- **Exercise description**:
Copy the article on Jari "Jaajo" Linnonmaa word for word.

- **Document excerpt**:
Finnish radio personality, actor and entrepreneur (born 1978)

Jari Arto Olavi "Jaajo" Linnonmaa (born 25 May 1978 in Helsinki) is a Finnish radio personality, actor and entrepreneur. Linnonmaa hosts the breakfast show together with Anni Hautala on Radio Suomipop. The show is one of the most popular radio shows in Finland within its timeslot and the show and Linnonmaa himself have won several accolades at the Finnish Radio Gala.

In 2014, Linnonmaa made his acting debut in a small supporting role as a paramedic in the Finnish medical drama television series Syke on Yle TV2. In the same year production started on the Finnish comedy film Luokkakokous, in which Linnonmaa has a leading role, along with Aku Hirviniemi and stand-up comedian Sami Hedberg. The film was a commercial success and the sequel, Luokkakokous 2 – Polttarit, was released in 2016.

Since 2016, Linnonmaa has presented the revival of Haluatko miljonääriksi?, the Finnish version of popular game show Who Wants to Be a Millionaire?.

==Business activities==
Linnonmaa is a business investor and entrepreneur and has invested in and runs several companies and business ventures. In 2013, he co-founded MySoda, a distributor of a consumer home carbonation products, which operates in several European countries.

==Personal life==
Linnonmaa is married to Maija Stewart-Linnonmaa. They have four children. He is also active in horse racing.

As a child, Linnonmaa was unable to pronounce his first name "Jari", so he substituted it with "Jaajo", which he later adopted as his stage name.

- **Stored data**:

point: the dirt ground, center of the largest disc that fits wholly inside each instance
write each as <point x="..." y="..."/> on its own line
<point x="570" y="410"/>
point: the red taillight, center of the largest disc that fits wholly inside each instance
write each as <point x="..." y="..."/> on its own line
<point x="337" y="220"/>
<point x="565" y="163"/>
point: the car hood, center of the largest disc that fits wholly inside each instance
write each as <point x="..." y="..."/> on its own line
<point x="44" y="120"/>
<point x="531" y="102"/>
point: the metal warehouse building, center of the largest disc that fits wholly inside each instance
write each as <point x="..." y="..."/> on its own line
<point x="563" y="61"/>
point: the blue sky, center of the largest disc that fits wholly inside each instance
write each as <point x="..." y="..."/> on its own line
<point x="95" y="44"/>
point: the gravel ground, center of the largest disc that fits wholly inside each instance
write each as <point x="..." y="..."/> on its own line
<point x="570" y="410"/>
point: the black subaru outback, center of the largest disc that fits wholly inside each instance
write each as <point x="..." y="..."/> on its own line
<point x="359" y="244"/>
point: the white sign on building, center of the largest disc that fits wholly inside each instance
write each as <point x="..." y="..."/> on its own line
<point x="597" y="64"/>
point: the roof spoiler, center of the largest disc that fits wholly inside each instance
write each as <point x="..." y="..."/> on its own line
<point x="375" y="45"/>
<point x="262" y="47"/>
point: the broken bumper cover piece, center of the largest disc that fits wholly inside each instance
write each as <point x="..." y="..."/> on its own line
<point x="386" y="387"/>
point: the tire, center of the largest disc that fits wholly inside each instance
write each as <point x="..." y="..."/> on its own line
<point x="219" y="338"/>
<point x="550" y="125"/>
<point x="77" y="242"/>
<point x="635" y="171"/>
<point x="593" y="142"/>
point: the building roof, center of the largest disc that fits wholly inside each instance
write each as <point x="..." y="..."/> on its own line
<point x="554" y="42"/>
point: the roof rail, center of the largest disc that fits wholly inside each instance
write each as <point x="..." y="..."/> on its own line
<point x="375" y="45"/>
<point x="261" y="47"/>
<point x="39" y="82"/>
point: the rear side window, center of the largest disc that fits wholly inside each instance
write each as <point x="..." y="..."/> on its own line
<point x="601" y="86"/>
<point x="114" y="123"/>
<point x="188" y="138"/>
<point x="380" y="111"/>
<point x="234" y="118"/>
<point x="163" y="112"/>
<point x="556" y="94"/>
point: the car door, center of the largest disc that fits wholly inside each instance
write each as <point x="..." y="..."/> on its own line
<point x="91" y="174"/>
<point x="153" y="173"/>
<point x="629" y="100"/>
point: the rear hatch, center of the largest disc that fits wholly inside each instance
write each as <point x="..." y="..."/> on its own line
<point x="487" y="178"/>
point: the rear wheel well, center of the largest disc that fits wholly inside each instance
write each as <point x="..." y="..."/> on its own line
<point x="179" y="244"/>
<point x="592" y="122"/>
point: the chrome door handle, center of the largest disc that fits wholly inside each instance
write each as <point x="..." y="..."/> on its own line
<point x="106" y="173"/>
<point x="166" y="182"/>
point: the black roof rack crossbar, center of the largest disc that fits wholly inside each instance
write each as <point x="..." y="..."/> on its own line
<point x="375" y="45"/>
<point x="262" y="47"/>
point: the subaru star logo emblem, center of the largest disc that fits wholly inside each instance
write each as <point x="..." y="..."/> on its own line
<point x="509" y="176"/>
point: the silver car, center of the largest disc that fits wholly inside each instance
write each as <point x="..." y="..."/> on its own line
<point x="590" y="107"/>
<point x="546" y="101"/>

- **Completed task**:
Finnish radio personality, actor and entrepreneur (born 1978)

Jari Arto Olavi "Jaajo" Linnonmaa (born 25 May 1978 in Helsinki) is a Finnish radio personality, actor and entrepreneur. Linnonmaa hosts the breakfast show together with Anni Hautala on Radio Suomipop. The show is one of the most popular radio shows in Finland within its timeslot and the show and Linnonmaa himself have won several accolades at the Finnish Radio Gala.

In 2014, Linnonmaa made his acting debut in a small supporting role as a paramedic in the Finnish medical drama television series Syke on Yle TV2. In the same year production started on the Finnish comedy film Luokkakokous, in which Linnonmaa has a leading role, along with Aku Hirviniemi and stand-up comedian Sami Hedberg. The film was a commercial success and the sequel, Luokkakokous 2 – Polttarit, was released in 2016.

Since 2016, Linnonmaa has presented the revival of Haluatko miljonääriksi?, the Finnish version of popular game show Who Wants to Be a Millionaire?.

==Business activities==
Linnonmaa is a business investor and entrepreneur and has invested in and runs several companies and business ventures. In 2013, he co-founded MySoda, a distributor of a consumer home carbonation products, which operates in several European countries.

==Personal life==
Linnonmaa is married to Maija Stewart-Linnonmaa. They have four children. He is also active in horse racing.

As a child, Linnonmaa was unable to pronounce his first name "Jari", so he substituted it with "Jaajo", which he later adopted as his stage name.